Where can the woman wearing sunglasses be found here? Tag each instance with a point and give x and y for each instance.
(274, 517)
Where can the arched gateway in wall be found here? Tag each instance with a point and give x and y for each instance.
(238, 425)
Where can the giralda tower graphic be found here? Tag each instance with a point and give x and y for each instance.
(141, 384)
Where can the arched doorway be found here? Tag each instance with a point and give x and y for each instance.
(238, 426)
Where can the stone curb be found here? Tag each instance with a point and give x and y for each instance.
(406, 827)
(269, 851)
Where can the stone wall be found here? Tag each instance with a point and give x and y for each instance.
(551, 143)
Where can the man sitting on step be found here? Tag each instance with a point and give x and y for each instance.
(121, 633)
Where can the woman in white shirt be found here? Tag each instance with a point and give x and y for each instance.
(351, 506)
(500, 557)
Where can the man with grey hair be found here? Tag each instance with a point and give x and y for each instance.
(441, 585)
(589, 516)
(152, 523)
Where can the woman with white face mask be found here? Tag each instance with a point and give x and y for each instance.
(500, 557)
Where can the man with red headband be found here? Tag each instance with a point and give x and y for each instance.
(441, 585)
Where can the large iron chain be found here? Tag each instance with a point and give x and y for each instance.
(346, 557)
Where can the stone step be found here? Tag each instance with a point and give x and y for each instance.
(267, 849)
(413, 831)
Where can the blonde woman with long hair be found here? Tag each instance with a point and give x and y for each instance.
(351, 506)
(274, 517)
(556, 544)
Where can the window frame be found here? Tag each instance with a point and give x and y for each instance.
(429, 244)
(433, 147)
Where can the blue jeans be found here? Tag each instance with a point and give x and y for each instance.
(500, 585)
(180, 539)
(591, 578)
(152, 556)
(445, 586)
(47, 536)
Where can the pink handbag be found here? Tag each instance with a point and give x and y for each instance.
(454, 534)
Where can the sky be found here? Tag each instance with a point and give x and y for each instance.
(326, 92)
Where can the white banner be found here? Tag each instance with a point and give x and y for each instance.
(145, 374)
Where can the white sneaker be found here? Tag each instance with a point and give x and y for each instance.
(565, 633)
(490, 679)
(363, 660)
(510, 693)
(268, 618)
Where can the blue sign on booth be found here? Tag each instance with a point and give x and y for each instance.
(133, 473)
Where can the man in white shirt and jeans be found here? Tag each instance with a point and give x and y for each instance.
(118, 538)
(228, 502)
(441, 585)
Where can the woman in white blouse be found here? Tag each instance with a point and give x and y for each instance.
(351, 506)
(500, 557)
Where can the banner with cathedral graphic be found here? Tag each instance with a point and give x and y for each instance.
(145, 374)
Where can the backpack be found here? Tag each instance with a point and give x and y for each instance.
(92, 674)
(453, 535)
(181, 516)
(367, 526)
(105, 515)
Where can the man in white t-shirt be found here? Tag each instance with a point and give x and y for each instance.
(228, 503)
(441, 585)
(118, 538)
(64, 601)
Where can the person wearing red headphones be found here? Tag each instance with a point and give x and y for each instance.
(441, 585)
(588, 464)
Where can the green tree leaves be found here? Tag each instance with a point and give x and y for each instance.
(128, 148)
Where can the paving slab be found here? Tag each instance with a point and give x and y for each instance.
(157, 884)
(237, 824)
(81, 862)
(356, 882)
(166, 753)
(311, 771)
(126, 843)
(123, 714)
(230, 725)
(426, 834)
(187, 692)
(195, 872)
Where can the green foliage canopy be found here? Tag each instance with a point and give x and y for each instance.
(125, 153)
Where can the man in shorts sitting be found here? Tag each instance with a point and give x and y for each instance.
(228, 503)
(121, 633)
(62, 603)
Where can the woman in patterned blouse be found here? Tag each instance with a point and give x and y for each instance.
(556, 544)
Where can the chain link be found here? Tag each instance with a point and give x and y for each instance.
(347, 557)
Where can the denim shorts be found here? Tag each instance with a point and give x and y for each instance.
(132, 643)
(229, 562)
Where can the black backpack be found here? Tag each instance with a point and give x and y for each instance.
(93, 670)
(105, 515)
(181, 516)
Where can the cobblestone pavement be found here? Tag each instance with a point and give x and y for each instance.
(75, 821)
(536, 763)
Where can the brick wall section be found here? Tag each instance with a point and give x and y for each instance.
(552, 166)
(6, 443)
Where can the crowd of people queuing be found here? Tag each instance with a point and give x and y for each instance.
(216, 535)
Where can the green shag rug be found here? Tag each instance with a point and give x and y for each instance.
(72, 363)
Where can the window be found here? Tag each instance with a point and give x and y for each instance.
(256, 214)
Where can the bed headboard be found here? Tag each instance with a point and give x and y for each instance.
◆ ◆ ◆ ◆ ◆ ◆ ◆
Tarefa:
Repita todas as linhas acima sem nenhuma alteração.

Resultado:
Where can the woman wearing sunglasses be found here? Tag each instance with a point and give x and y for each instance.
(274, 517)
Where can the arched gateway in wall be found here? Tag each instance with a point and give x and y for each instance.
(238, 425)
Where can the giralda tower graphic be found here? Tag each instance with a point and give x and y for each instance.
(141, 384)
Where can the arched doorway be found here? Tag each instance with a point and give x and y for each instance.
(238, 426)
Where can the stone curb be found here? Tag each instance with a point and give x and y for each instance.
(406, 827)
(269, 851)
Where can the stone wall be found here? Tag each instance with a point and give x and y for each instance.
(551, 143)
Where can the man sitting on step be found here? Tag each instance with a point and give x and y for each instance.
(121, 633)
Where can the woman in white shirt be found here? Tag each instance with a point and give x and y for each instance.
(351, 506)
(500, 557)
Where can the man with grey hair be found here? Tag each instance with a point and give x and y for each instance.
(441, 585)
(589, 516)
(152, 523)
Where can the woman with white face mask be found here? Tag each instance with a point and give x and y for each instance.
(500, 557)
Where can the man with red headband be found here? Tag each instance with a point and give x and y for each instance.
(441, 585)
Where can the large iron chain be found here? Tag each instance with a point and give x and y for each instance.
(346, 557)
Where can the stone step be found here? Tag each instance with a point and give x and y for each instance.
(267, 849)
(413, 831)
Where can the blonde woman with long hair be found here? Tag each instance with a point and give x and y for each instance.
(351, 506)
(274, 517)
(556, 544)
Where can the window frame be found here? Tag each instance with a point and give x and y for each instance.
(429, 244)
(433, 147)
Where can the blue jeans be found here? Tag each instance with a point and give x and y for each instance.
(500, 585)
(180, 539)
(591, 578)
(152, 556)
(445, 586)
(47, 536)
Where can the pink handbag be found here? Tag each instance with a point and give x and y for each instance.
(454, 534)
Where can the sky be found here? Tag each instance with a point and give x and y for each instance.
(326, 92)
Where can the white banner be found here? Tag each instance with a point and give x and y for each instance.
(145, 374)
Where can the white sneaker be found here? Tag each instance with a point and give x and y for each instance.
(565, 633)
(490, 679)
(363, 660)
(510, 693)
(268, 618)
Where can the blue sign on booth be found here? Tag each instance with a point and give x and y for each instance.
(133, 473)
Where can the man in white shirt and jeans be found here? Tag each instance with a point and give x and y for each instance.
(118, 538)
(228, 502)
(441, 585)
Where can the woman in white blouse be found here? Tag each instance with a point and give x and y for each instance.
(351, 506)
(500, 557)
Where can the banner with cathedral graphic be found here? Tag each instance with a point and give x and y for each instance.
(145, 374)
Where can the backpack be found here? Tag each instance with a point and give x and y for each instance.
(92, 674)
(453, 535)
(181, 516)
(367, 526)
(105, 515)
Where can the man in white t-shirt be found here? Tag each instance with a point and give x and y for each instance.
(228, 503)
(441, 585)
(118, 538)
(64, 601)
Where can the person wearing red headphones be found here? Tag each instance with a point and give x and y for each instance.
(441, 585)
(588, 464)
Where can the green tree leaves be found here? Tag each instance with a point and give x and y for each instance.
(128, 148)
Where can the paving slab be found here? Tag each instance with a point and give x and y for each instance.
(157, 884)
(237, 824)
(81, 862)
(356, 882)
(166, 753)
(311, 771)
(126, 843)
(123, 714)
(230, 725)
(426, 834)
(187, 692)
(195, 872)
Where can the green foliage canopy be found here? Tag each instance with a point and give x and y for each instance.
(125, 153)
Where can the man in shorts sitting be found here? Tag each instance with a point and give x and y for each instance.
(228, 503)
(121, 633)
(62, 603)
Where can the woman in patterned blouse be found here? Tag each instance with a point and give x and y for each instance.
(556, 544)
Where can the chain link be found here? Tag each instance with a point and give x and y for each instance.
(347, 557)
Where can the denim shorts be found here? Tag each instance with a point and give x and y for each instance.
(132, 643)
(229, 562)
Where can the black backpack be found here? Tag each instance with a point and give x and y for each instance.
(93, 670)
(105, 515)
(181, 516)
Where can the cobblestone pavement be found here? Tag each instance with a point and give x and y for each instance.
(75, 821)
(536, 763)
Where can the brick wall section be found here? Tag each instance with a point and give x and y for each instance.
(552, 166)
(6, 443)
Where can the crowd of people queuing be found here? Tag each instance with a point and give x and y for each instance.
(216, 535)
Where can the green shag rug be found here? Tag each instance with a point and give x and y for each instance.
(72, 363)
Where can the window be found here? Tag each instance with a point and give x and y for each instance.
(256, 214)
Where can the bed headboard be found here? Tag each instance with a point and give x and y for each instance.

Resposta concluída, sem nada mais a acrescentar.